**EXERCISE AIM**
Though the entries hold pictures, only their text should be duplicated, exactly and in full.
#####
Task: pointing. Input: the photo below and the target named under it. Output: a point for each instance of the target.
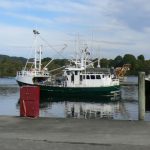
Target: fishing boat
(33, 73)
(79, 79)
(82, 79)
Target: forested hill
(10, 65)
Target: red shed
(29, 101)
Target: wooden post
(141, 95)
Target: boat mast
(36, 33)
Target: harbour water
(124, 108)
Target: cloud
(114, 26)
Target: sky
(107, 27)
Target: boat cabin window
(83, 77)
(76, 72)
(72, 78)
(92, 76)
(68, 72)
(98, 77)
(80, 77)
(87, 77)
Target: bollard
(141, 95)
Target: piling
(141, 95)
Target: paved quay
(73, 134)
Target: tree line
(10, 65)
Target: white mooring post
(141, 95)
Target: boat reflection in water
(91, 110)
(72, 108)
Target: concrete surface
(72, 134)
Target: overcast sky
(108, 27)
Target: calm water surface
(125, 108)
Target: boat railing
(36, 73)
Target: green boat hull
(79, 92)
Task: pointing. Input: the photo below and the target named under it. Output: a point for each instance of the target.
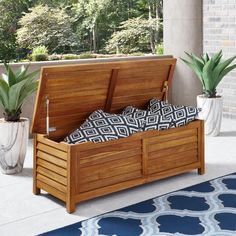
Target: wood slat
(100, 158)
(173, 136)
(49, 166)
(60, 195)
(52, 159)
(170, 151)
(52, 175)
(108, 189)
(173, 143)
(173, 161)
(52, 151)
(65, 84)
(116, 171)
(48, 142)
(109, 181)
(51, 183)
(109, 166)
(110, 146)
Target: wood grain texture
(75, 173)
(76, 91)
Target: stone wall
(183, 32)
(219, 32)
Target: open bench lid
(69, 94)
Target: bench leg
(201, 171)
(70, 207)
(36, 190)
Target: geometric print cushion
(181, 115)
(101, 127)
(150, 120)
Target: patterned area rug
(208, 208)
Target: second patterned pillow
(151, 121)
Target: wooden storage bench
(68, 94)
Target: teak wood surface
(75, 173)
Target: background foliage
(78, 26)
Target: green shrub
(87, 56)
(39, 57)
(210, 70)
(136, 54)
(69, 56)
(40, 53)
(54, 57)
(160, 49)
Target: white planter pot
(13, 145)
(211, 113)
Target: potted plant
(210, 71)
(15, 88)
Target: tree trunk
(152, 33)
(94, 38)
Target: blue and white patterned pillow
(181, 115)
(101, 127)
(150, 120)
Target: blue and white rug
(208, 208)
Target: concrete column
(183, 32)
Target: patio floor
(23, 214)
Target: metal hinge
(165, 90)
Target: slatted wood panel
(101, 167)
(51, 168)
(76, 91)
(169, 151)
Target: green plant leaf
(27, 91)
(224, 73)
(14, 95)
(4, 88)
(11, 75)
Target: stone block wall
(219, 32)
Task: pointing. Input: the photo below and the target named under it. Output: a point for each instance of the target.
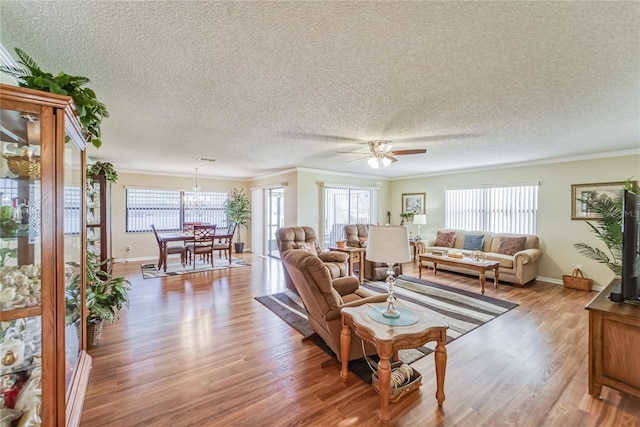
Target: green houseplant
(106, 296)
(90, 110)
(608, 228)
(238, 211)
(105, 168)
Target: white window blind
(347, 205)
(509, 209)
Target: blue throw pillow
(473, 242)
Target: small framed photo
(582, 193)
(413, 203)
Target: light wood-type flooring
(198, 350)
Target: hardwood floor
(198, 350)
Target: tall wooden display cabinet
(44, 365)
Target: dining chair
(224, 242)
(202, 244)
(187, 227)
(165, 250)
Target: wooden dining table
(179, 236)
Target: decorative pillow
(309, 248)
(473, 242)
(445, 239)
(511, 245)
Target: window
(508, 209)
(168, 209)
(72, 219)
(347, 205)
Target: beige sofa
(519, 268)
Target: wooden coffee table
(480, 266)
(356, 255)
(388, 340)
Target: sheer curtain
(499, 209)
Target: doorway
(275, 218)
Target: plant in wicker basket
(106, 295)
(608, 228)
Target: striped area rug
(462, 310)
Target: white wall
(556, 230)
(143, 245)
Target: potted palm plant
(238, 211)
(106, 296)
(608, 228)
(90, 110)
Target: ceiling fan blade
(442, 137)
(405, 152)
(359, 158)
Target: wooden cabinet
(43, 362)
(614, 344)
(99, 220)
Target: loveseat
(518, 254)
#####
**YOUR SOLUTION**
Task: pointing. Input: the photo below and the target named under it. Output: a point for each instance of the target.
Target: fishing boat
(33, 73)
(79, 79)
(82, 79)
Target: forested hill
(10, 65)
Target: red shed
(29, 101)
Target: wooden post
(141, 95)
Target: boat mast
(36, 33)
Target: harbour water
(124, 108)
Target: cloud
(114, 26)
Target: sky
(107, 27)
Target: boat cabin window
(83, 77)
(76, 72)
(72, 78)
(92, 76)
(68, 72)
(98, 77)
(80, 77)
(87, 77)
Target: bollard
(141, 95)
Target: piling
(141, 95)
Target: paved quay
(73, 134)
Target: tree line
(10, 65)
Target: white mooring post
(141, 95)
Target: boat reflection in water
(91, 110)
(72, 108)
Target: concrete surface
(72, 134)
Target: overcast sky
(108, 27)
Target: calm water surface
(125, 108)
Target: boat railing
(36, 73)
Target: green boat hull
(79, 92)
Task: pointing. Input: the photo below and the target named under it. Output: a point for each instance of the target.
Target: wood slat
(100, 158)
(173, 136)
(49, 166)
(60, 195)
(52, 159)
(170, 151)
(52, 175)
(108, 189)
(173, 143)
(173, 161)
(52, 151)
(65, 84)
(116, 171)
(48, 142)
(109, 181)
(51, 183)
(109, 166)
(110, 146)
Target: wood grain texture
(75, 173)
(76, 91)
Target: stone wall
(183, 32)
(219, 32)
Target: open bench lid
(69, 94)
Target: bench leg
(201, 171)
(70, 207)
(36, 190)
Target: geometric print cushion
(181, 115)
(101, 127)
(150, 120)
Target: patterned area rug
(208, 208)
Target: second patterned pillow
(151, 121)
Target: wooden storage bench
(68, 94)
Target: teak wood surface
(75, 173)
Target: background foliage
(78, 26)
Target: green shrub
(87, 56)
(39, 57)
(210, 70)
(136, 54)
(69, 56)
(40, 53)
(54, 57)
(160, 49)
Target: white planter pot
(13, 145)
(211, 113)
Target: potted plant
(210, 71)
(15, 88)
Target: tree trunk
(152, 33)
(94, 38)
Target: blue and white patterned pillow
(181, 115)
(101, 127)
(150, 120)
Target: blue and white rug
(208, 208)
Target: concrete column
(183, 32)
Target: patio floor
(23, 214)
Target: metal hinge
(165, 90)
Target: slatted wood panel
(101, 167)
(51, 168)
(76, 91)
(169, 151)
Target: green plant leaf
(27, 91)
(224, 73)
(14, 95)
(4, 88)
(11, 75)
Target: stone block wall
(219, 32)
Task: pointing. Input: the photo below and the target named under it. Output: a point for each instance of the target.
Target: green houseplant
(106, 296)
(90, 110)
(608, 228)
(238, 211)
(105, 168)
Target: white window blind
(347, 205)
(509, 209)
Target: blue throw pillow
(473, 242)
Target: small framed photo
(582, 193)
(413, 203)
Target: light wood-type flooring
(198, 350)
Target: hardwood floor
(198, 350)
Target: tall wooden display cabinet
(44, 365)
Target: dining chair
(224, 242)
(202, 244)
(187, 227)
(165, 250)
Target: wooden dining table
(179, 236)
Target: decorative pillow
(309, 248)
(473, 242)
(445, 239)
(511, 245)
Target: window
(508, 209)
(168, 209)
(72, 219)
(347, 205)
Target: beige sofa
(519, 268)
Target: wooden coffee table
(480, 266)
(356, 255)
(388, 340)
Target: sheer curtain
(499, 209)
Target: doorway
(275, 218)
Target: plant in wicker basket
(106, 295)
(608, 228)
Target: striped area rug
(462, 310)
Target: white wall
(556, 230)
(143, 245)
Target: potted palm plant
(238, 211)
(106, 296)
(608, 228)
(90, 110)
Target: ceiling fan blade
(442, 137)
(405, 152)
(359, 158)
Target: wooden cabinet
(43, 362)
(614, 344)
(99, 220)
Target: loveseat
(518, 254)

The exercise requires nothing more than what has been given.